## start
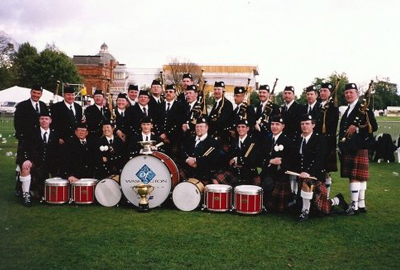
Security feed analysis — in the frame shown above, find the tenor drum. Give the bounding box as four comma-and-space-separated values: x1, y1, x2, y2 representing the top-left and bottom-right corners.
234, 185, 263, 214
44, 177, 69, 204
94, 178, 122, 207
172, 178, 204, 211
71, 178, 97, 204
120, 152, 172, 208
204, 184, 232, 212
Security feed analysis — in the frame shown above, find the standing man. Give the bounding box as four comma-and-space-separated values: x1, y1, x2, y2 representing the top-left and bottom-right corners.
85, 89, 111, 141
128, 84, 139, 106
339, 83, 378, 215
17, 111, 59, 207
315, 83, 339, 198
296, 115, 348, 221
208, 81, 233, 149
50, 86, 82, 144
14, 85, 48, 196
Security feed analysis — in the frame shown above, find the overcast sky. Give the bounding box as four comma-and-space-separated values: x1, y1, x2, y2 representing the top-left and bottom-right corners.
0, 0, 400, 93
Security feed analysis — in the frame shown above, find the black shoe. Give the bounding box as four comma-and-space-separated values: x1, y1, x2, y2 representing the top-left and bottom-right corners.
22, 192, 32, 207
335, 193, 349, 211
298, 210, 308, 221
346, 206, 358, 216
358, 207, 367, 214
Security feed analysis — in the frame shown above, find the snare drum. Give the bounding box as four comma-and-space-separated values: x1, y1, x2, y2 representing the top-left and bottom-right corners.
120, 152, 176, 208
172, 178, 204, 211
71, 178, 97, 204
235, 185, 263, 214
94, 178, 122, 207
44, 177, 69, 204
204, 184, 232, 212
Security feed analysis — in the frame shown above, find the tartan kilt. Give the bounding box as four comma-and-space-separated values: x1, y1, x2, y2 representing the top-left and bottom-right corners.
340, 149, 369, 182
312, 181, 332, 214
266, 176, 292, 212
325, 149, 338, 172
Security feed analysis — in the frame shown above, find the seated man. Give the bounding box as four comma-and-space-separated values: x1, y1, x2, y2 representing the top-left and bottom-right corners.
128, 117, 164, 158
63, 123, 95, 183
17, 111, 59, 207
95, 122, 126, 179
261, 116, 293, 212
181, 117, 220, 185
295, 115, 348, 221
213, 120, 260, 186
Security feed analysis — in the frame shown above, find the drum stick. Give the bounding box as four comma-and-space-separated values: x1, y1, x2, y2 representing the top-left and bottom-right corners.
244, 143, 254, 158
285, 171, 318, 181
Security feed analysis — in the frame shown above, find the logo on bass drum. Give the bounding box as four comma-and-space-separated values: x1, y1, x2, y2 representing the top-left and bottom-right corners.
136, 165, 156, 184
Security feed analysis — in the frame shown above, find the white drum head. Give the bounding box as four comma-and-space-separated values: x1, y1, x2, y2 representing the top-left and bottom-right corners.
121, 155, 171, 208
172, 182, 201, 211
235, 185, 262, 195
94, 179, 122, 207
205, 184, 232, 193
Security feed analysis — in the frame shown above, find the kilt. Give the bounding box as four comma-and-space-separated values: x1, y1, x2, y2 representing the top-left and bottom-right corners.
325, 149, 338, 172
340, 149, 369, 181
265, 176, 292, 212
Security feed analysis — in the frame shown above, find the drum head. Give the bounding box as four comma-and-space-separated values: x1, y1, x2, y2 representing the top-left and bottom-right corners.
121, 155, 171, 208
172, 182, 201, 211
235, 185, 262, 195
95, 179, 122, 207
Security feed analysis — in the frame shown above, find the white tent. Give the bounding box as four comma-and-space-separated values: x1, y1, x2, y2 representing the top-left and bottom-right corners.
0, 86, 63, 105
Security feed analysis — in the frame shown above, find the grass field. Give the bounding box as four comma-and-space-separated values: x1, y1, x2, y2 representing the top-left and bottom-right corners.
0, 131, 400, 270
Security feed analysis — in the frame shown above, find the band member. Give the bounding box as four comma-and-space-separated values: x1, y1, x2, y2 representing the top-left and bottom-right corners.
182, 85, 203, 135
231, 86, 256, 135
114, 93, 130, 142
254, 84, 280, 139
85, 89, 111, 141
62, 123, 96, 183
159, 84, 185, 160
229, 120, 260, 186
208, 82, 233, 152
302, 85, 321, 119
126, 90, 158, 137
128, 117, 164, 158
95, 122, 126, 179
181, 117, 220, 184
17, 110, 59, 207
315, 83, 339, 198
296, 115, 348, 221
261, 115, 294, 212
150, 80, 164, 107
339, 83, 378, 215
50, 86, 82, 144
14, 85, 48, 197
178, 73, 194, 103
128, 84, 139, 106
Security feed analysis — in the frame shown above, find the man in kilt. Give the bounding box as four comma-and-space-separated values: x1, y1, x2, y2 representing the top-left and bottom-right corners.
296, 115, 348, 221
339, 83, 378, 215
261, 116, 294, 212
315, 83, 339, 198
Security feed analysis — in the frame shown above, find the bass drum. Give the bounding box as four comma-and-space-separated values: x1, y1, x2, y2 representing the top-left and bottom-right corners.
94, 176, 122, 207
120, 152, 172, 208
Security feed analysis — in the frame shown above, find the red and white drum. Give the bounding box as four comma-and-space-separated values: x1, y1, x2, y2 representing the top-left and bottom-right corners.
120, 152, 173, 208
172, 178, 204, 211
234, 185, 263, 214
204, 184, 232, 212
44, 177, 69, 204
71, 178, 98, 204
94, 178, 122, 207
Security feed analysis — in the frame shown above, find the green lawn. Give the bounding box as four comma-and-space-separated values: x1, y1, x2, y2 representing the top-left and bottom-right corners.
0, 134, 400, 270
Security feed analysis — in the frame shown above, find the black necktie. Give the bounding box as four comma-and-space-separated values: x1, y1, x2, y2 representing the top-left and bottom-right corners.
300, 138, 306, 154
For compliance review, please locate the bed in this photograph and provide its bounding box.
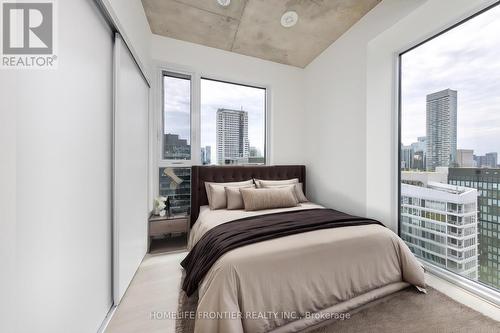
[182,165,425,333]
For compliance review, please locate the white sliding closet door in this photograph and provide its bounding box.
[113,34,149,304]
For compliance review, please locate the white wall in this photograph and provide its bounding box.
[0,0,112,333]
[305,0,423,215]
[366,0,494,230]
[305,0,494,230]
[152,35,306,164]
[113,35,149,304]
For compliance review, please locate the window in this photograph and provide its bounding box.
[201,78,266,164]
[162,72,191,160]
[159,167,191,215]
[399,6,500,291]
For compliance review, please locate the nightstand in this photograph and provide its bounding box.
[148,215,190,254]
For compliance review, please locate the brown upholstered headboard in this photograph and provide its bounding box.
[191,165,306,226]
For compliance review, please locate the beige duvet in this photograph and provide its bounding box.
[189,203,425,333]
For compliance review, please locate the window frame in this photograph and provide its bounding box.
[393,1,500,305]
[152,64,272,169]
[155,67,196,168]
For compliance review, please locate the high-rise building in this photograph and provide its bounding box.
[163,134,191,160]
[201,146,212,165]
[401,145,413,170]
[448,168,500,288]
[426,89,457,171]
[484,153,498,168]
[159,168,191,215]
[474,153,498,169]
[457,149,474,168]
[400,178,478,280]
[216,109,250,164]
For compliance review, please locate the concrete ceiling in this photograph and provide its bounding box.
[142,0,382,68]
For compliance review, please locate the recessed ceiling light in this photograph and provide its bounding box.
[217,0,231,7]
[281,10,299,28]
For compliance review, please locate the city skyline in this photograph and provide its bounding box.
[401,3,500,155]
[201,79,266,162]
[163,76,266,162]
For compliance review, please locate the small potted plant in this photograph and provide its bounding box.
[154,196,168,216]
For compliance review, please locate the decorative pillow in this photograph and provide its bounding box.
[254,178,309,202]
[205,179,253,209]
[254,178,299,188]
[228,185,255,210]
[205,179,253,210]
[240,186,299,211]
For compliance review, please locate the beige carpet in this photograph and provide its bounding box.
[175,288,500,333]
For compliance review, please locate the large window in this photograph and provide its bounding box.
[201,78,266,164]
[162,72,191,160]
[158,70,267,215]
[399,6,500,290]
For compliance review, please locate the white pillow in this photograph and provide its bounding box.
[254,178,299,188]
[228,185,255,210]
[240,186,299,211]
[254,178,309,202]
[205,179,253,209]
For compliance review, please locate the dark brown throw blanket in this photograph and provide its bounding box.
[181,208,383,296]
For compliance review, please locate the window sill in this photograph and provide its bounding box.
[420,261,500,321]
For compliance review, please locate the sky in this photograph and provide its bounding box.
[164,77,266,162]
[401,6,500,155]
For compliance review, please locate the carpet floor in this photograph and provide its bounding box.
[175,288,500,333]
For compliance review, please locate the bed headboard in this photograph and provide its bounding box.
[191,165,306,226]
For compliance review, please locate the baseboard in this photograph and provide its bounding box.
[425,273,500,322]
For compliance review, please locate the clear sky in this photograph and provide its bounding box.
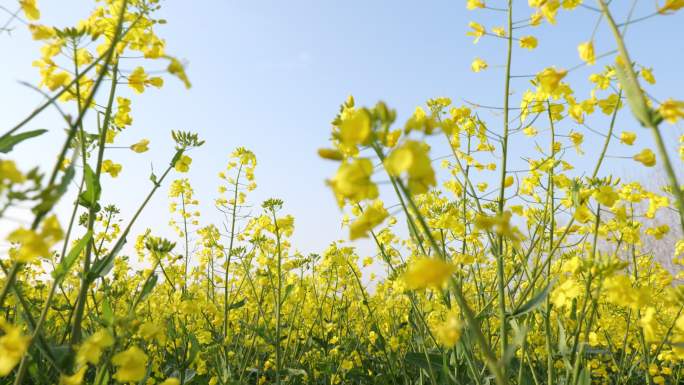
[0,0,684,260]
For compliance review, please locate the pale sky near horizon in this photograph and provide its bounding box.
[0,0,684,264]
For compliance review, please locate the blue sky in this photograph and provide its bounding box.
[0,0,684,260]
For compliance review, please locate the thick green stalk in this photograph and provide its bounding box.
[496,0,513,377]
[597,0,684,231]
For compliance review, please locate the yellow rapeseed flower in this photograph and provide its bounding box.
[519,35,537,51]
[634,148,656,167]
[577,41,596,65]
[470,57,487,72]
[131,139,150,154]
[173,155,192,172]
[402,257,456,290]
[620,131,636,146]
[112,346,147,382]
[385,140,437,194]
[19,0,40,20]
[328,158,378,207]
[466,21,487,44]
[76,329,114,365]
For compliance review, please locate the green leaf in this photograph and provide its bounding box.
[78,164,102,211]
[404,352,442,373]
[138,274,159,301]
[509,282,552,317]
[52,231,93,281]
[102,297,114,326]
[88,238,126,281]
[0,129,47,154]
[615,64,653,127]
[577,367,591,385]
[228,298,245,310]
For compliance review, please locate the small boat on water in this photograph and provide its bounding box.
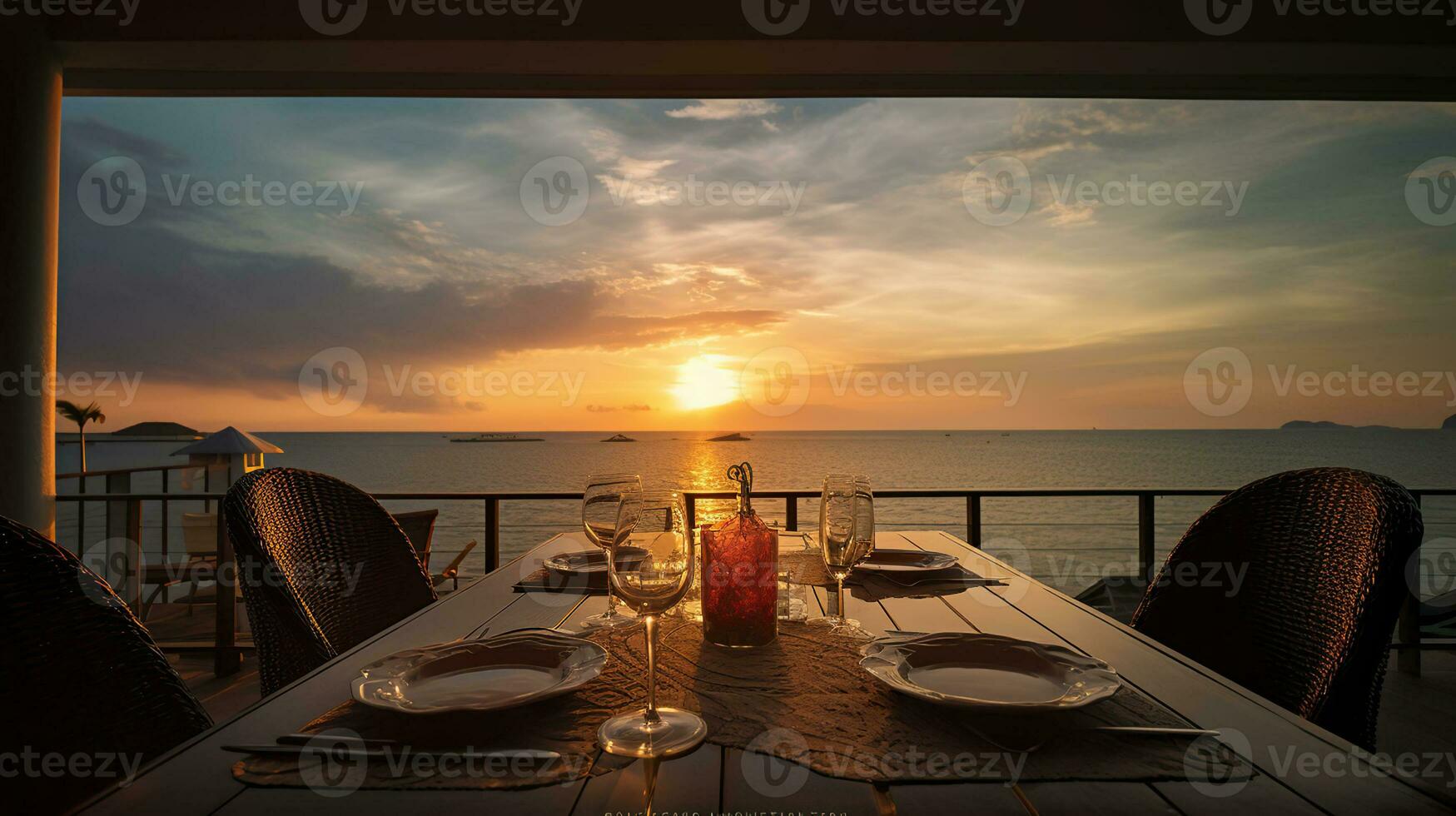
## end
### EXERCISE BRIEF:
Copy out the lines from the one containing "For compliance review, please locate the small potted" through the one containing "[420,261,500,321]", both included, reproducing each one word for word.

### FINISHED TASK:
For compliance review, please locate the small potted plant in this photograph and provide its bounding box.
[154,196,168,216]
For compliance review, please locate the decorative pillow in this photograph and provide its bounding box.
[254,178,309,202]
[205,179,253,209]
[254,178,299,188]
[228,185,255,210]
[205,179,253,210]
[240,186,299,211]
For compliance review, please locate the beige carpet in this photograph and provide its bounding box.
[175,288,500,333]
For compliance review, please locate the large window in this photograph and provide its bounding box.
[201,78,266,164]
[162,72,191,160]
[158,70,267,215]
[399,6,500,290]
For compliance review, please locate the white pillow in this photograph and provide its bounding box.
[254,178,299,188]
[228,185,255,210]
[240,186,299,211]
[254,178,309,202]
[205,179,253,209]
For compliance review, please locate the dark brown throw blanket in this photograph and provide its bounding box.
[181,208,383,296]
For compliance review, please locate the window sill in this photograph and provide its bounding box.
[420,261,500,321]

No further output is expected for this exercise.